[Location identification items]

******************************

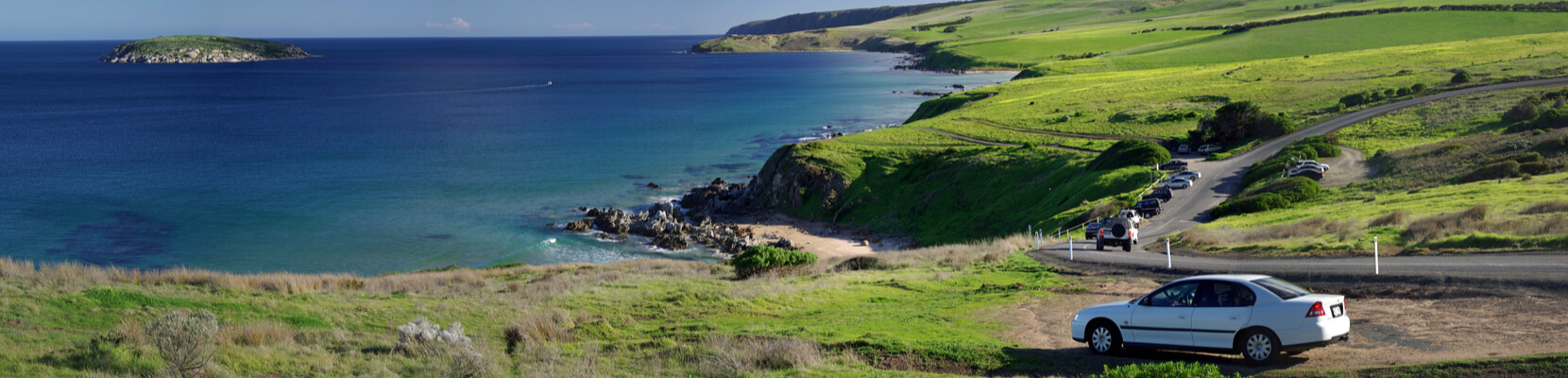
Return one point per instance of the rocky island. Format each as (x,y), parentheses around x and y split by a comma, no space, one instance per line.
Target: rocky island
(202,49)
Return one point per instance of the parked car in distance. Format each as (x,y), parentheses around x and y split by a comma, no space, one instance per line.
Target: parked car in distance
(1148,207)
(1250,314)
(1311,163)
(1116,231)
(1159,193)
(1130,214)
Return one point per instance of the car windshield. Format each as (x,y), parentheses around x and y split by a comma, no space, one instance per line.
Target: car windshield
(1280,287)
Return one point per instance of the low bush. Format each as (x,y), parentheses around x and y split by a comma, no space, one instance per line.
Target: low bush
(185,340)
(1493,171)
(1394,218)
(1131,152)
(1164,370)
(1548,207)
(762,258)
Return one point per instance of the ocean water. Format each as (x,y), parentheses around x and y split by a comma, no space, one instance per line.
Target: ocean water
(399,154)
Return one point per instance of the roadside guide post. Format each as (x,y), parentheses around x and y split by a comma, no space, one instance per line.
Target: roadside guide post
(1377,266)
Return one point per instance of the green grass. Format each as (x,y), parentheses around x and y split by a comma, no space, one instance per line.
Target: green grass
(631,318)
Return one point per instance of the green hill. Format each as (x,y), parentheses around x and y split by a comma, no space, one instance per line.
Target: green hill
(201,49)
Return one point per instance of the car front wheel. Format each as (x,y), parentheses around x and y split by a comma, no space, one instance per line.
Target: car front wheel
(1104,339)
(1261,347)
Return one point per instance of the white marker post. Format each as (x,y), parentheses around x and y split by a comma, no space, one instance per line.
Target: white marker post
(1167,253)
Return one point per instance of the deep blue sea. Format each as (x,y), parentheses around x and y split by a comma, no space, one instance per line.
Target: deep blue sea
(399,154)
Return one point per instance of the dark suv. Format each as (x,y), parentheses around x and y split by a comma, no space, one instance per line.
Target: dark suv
(1148,207)
(1159,193)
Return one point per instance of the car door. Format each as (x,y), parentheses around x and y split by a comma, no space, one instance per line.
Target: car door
(1223,308)
(1166,316)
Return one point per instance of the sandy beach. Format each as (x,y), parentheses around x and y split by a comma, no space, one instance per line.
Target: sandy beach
(822,239)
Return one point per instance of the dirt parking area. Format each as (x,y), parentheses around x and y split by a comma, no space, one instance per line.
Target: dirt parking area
(1385,330)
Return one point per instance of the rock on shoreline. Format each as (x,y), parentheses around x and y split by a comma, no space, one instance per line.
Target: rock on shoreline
(201,49)
(673,228)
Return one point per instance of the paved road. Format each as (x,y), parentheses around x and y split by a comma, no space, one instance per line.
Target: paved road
(1220,180)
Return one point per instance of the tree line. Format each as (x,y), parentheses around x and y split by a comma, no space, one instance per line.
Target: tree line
(1553,7)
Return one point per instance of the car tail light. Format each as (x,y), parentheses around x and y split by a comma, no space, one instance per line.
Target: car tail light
(1316,311)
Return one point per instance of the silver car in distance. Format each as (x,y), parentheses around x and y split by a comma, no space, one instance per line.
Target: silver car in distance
(1250,314)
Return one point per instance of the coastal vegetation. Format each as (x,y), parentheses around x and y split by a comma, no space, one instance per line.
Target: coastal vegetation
(201,49)
(1451,176)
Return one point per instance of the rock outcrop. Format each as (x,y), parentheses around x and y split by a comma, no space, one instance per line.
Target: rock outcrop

******************************

[What this task involves]: Write out the whole listing exactly, and drop the pictures.

[Response to this exercise]:
Return one point per instance of the rocky island. Format each as (x,y), parentheses around x and y split by a comma, no space, one instance per line.
Target: rocky island
(202,49)
Return one point per instance of the parked car in distance. Format each as (x,y), parentheses around x and y split by a comma, no space, one instance per line.
Target: parked car in distance
(1148,207)
(1250,314)
(1311,163)
(1116,231)
(1159,193)
(1130,214)
Return one point per instance of the car windshield. Format each as (x,y), parentheses around x and y split by a comma, no space, one instance per line.
Target: car windshield
(1280,287)
Return one point per instance of the low bush. Format each as (x,y), parentheses around x and y split by a comma, no space, one instance per line.
Target: low bush
(185,340)
(1493,171)
(1394,218)
(1131,152)
(1164,370)
(1548,207)
(762,258)
Return one point per instance of the ocean water. Format each as (x,y), parentheses around x and y split by a comma, no space, one instance per line.
Target: ocean water
(399,154)
Return one point per instance of the roadside guide post. Format each as (x,y), parentheses around x and y split by a comma, no space, one instance per line.
Target: roadside guide post
(1377,266)
Return one point per instance of the green grass. Format each as (x,y), parentheses around x and y split by a comma, no space, one instance per line.
Target: green grass
(631,318)
Return one point per instance of the green hill. Format each as (x,y), parentheses around x and y split by a comma, no space, one instance per line.
Target: green hill
(201,49)
Return one point per instance of the car front wheel. Format each as (x,y), parentheses around x and y split by a comma, no space, one instance per line.
Target: car front wheel
(1104,339)
(1261,347)
Return one point per instance of the white marker post. Format each as (x,y), parentheses around x and y split by a comma, no space, one instance per line.
Target: white marker post
(1167,253)
Return one point per instance of the deep blue sea. Format each as (x,y), parentheses around x and y split by a comma, no space, one instance per line.
Target: deep blue sea
(399,154)
Return one point per instance of the dark suv. Format each as (x,y), parentheses around x and y split by a comma, no space, one instance per line.
Target: dark suv
(1148,207)
(1159,193)
Return one point per instance of the car door. Format each as (x,y), parentheses around x and y split by a comma, no space, one instance per line.
Target: car door
(1223,308)
(1166,316)
Return one point per instance of the sandy beach. Format each as (x,y), parentheses around x and y split by a comma, no space, one instance per line.
Target: sandy beach
(822,239)
Return one point per instance of the dirt parking area. Format each as (x,y), parentheses around x and y split by a comma, no space, one instance per line.
Target: dirt parking area
(1385,330)
Return one point per instance of the rock on shoreline. Format each as (x,y), parentheses around x and y split by a comma, no space, one instance per line.
Target: rock on shoreline
(201,49)
(673,228)
Return one point per instance of the paved road. Format each as (x,y), parentheses around x and y split by a comma, no space, one instance per line.
Target: paved road
(1220,180)
Return one point per instance of the tree line. Format each as (x,y), parentheses around x and y split by a comma, no space, one instance per line.
Target: tree line
(1553,7)
Return one point per instance of the car tail light. Format each as (x,y), parentheses around x and y split by a comma, no space, one instance per line.
Target: car tail light
(1316,311)
Return one point per instance of the silver car in distance. Format each as (x,y), parentheses around x and y split by a comma, no space, one instance per line.
Target: silver car in distance
(1250,314)
Return one point per instance of the coastal vegetation. Format each as (x,y), parentheses around x and y split by a comma, no space, one instance per line.
Target: coastal vegetation
(201,49)
(1451,176)
Return one point per instance of the rock outcrop. Format each as (x,y), parentheses around x and y split by a comma, no space, one instance per line.
Target: rock outcrop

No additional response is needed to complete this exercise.